• [Data provided]:
·····

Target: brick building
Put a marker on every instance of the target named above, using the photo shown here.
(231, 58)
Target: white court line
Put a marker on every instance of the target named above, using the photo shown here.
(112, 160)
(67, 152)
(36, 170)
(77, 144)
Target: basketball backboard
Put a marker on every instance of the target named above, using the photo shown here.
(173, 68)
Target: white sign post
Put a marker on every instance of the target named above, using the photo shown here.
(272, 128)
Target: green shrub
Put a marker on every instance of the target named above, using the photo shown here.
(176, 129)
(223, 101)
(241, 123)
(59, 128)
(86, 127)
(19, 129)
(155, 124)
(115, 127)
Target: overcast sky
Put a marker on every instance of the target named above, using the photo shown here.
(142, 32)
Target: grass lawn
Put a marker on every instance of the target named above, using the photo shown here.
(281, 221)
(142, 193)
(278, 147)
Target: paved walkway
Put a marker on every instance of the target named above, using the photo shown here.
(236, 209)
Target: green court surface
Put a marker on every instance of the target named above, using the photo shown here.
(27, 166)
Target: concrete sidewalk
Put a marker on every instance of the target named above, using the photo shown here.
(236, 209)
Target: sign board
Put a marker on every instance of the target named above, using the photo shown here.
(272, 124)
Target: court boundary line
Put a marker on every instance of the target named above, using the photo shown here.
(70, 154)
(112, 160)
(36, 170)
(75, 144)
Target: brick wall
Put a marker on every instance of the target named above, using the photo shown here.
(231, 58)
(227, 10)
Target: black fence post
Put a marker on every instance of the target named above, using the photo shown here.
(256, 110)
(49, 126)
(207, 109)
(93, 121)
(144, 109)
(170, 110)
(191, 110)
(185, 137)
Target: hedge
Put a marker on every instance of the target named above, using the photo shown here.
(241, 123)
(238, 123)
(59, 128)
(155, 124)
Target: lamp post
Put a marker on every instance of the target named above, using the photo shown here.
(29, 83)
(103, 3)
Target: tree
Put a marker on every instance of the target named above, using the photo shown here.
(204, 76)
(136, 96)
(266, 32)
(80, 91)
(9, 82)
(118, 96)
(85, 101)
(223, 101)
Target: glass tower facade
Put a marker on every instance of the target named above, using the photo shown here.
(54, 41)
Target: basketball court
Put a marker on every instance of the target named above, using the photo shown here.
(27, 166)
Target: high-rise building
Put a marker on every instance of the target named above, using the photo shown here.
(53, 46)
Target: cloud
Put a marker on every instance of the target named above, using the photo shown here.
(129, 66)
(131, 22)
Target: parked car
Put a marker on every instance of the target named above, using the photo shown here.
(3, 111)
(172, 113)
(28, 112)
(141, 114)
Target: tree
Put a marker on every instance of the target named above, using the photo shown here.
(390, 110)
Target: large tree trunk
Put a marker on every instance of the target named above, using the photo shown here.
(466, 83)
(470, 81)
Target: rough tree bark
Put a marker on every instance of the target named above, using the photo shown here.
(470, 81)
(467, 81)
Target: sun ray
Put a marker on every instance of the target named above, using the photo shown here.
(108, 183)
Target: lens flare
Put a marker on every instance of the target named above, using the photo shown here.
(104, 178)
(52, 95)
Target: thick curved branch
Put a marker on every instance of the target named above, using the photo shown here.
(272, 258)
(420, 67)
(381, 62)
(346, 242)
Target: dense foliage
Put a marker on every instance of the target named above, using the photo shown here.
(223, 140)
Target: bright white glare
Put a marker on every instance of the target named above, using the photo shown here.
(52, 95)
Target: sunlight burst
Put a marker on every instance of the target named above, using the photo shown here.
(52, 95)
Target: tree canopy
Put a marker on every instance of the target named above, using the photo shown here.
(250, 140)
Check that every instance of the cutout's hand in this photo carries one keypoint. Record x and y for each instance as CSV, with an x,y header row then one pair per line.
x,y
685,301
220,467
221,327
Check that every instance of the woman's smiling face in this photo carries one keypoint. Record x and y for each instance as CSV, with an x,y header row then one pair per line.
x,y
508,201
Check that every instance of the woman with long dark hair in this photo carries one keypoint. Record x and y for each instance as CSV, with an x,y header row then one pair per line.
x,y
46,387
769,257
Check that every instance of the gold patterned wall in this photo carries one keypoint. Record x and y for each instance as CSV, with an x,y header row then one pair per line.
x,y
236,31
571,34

·····

• [Exercise task]: Rewrite all of the items above, substituting "occurrence" for each "instance" and leaving everything else unchanged.

• [Task response]:
Target: brick building
Put a marker on every occurrence of the target named above, using the photo shown here.
(231, 58)
Target: white court line
Put a marker on every occurrence of the target named above, using the photo shown here.
(112, 160)
(67, 152)
(36, 170)
(77, 144)
Target: basketball backboard
Put a marker on every occurrence of the target named above, using the photo shown here.
(173, 68)
Target: white sign post
Put a marker on every occurrence of the target named above, using the photo shown here.
(272, 128)
Target: green shrub
Put a marker on every occurrence of the target named above, using the photo shown here.
(176, 129)
(223, 101)
(241, 123)
(59, 128)
(86, 127)
(19, 129)
(155, 124)
(115, 127)
Target: overcast sky
Put a marker on every occurrence of the target named above, using the photo shown here.
(142, 32)
Target: grass lawn
Put a marker on every occurrence of the target named above, using the photo shown here.
(281, 221)
(142, 193)
(278, 147)
Target: paved walkway
Put a marker on every occurrence of the target named above, using the photo shown here.
(236, 209)
Target: green court surface
Put a marker on every occurrence of the target named above, using the photo shown here.
(27, 166)
Target: concrete sidewalk
Put a marker on every occurrence of the target named above, using the photo shown here.
(236, 209)
Target: sign board
Put a marker on every occurrence of the target named above, using the photo shown here.
(272, 124)
Target: court boundary line
Put a marker on every occurrence of the target named above, using the photo shown here.
(70, 154)
(112, 160)
(36, 170)
(75, 144)
Target: brick wall
Put a marker on every occurrence of the target named above, using the photo shown here.
(231, 58)
(227, 10)
Target: black fence post
Put a marker on every occurrence of the target named above, using the photo shown here.
(256, 110)
(49, 126)
(207, 109)
(93, 121)
(144, 109)
(170, 110)
(191, 110)
(185, 137)
Target: hedge
Put a marker on every occurrence of the target named above, using the photo shown here.
(241, 123)
(238, 123)
(59, 128)
(155, 124)
Target: lamp post
Put a marker on every occurrence of the target named above, using the photo shown here.
(29, 83)
(103, 3)
Target: tree
Put a marker on every occurrence of the target named above, using the photo shown here.
(204, 76)
(136, 96)
(266, 32)
(80, 91)
(9, 82)
(118, 96)
(85, 101)
(223, 101)
Target: glass tower facade
Put a marker on every occurrence of the target named above, using the photo shown here.
(54, 41)
Target: basketball court
Put a marker on every occurrence of the target named above, using the photo shown here.
(27, 166)
Target: high-rise building
Put a marker on every occurrence of the target named above, using the photo shown here.
(53, 46)
Target: cloud
Put a marker on every occurrence of the target named above, using the photo shown here.
(129, 66)
(131, 22)
Target: parked car
Put a marker on every occurrence of the target named above, using the photo shown here.
(3, 111)
(172, 113)
(28, 112)
(141, 114)
Target: tree
Put a marker on every occurrence of the target named above, using the photo shown here.
(390, 110)
Target: large tree trunk
Put a marker on every occurrence of the target named above, using the photo shown here.
(466, 83)
(470, 81)
Target: rough tree bark
Put a marker on every occurrence of the target named above, using the photo shown here.
(470, 81)
(467, 81)
Target: sun ray
Put a marker on every occurrence of the target named above, using the photo shown here.
(108, 183)
Target: lens flare
Put a marker on every occurrence of the target named above, using the photo shown here.
(104, 178)
(52, 95)
Target: thick curved branch
Put a marker on every occurrence of the target named above, using the photo shown here.
(272, 258)
(420, 67)
(381, 62)
(346, 242)
Target: dense foliage
Put a marker on every occurrence of the target named above, using the photo shown here.
(223, 140)
Target: bright white glare
Put a marker on every occurrence of the target named above, using the photo shown here.
(52, 95)
Target: sunlight burst
Put a marker on every occurrence of the target named above, using the photo shown here.
(52, 95)
Target: tree canopy
Put a marker on every occurrence of the target named above, using the photo shown here.
(250, 140)
Check that every occurrence of the cutout's hand in this photo carries one keypoint. Record x and y for each occurrence as CSV, with an x,y header row then one pair per line.
x,y
685,301
220,467
221,327
Check that every occurrence of the woman's smiling face in this photo carries one keypoint. Record x and y for each occurrence as CSV, with an x,y header row then one pair per line.
x,y
508,201
Check that every occurrence of the woman with long dark hair in this photo carries one keypoint. Record x and y for each occurrence as CSV, with an x,y header row then one pair per line.
x,y
46,387
769,257
Check that every occurrence of the gold patterned wall in this photo carries one keypoint. Record x and y for each occurrence as CSV, with an x,y header row then one pair per line.
x,y
236,31
571,34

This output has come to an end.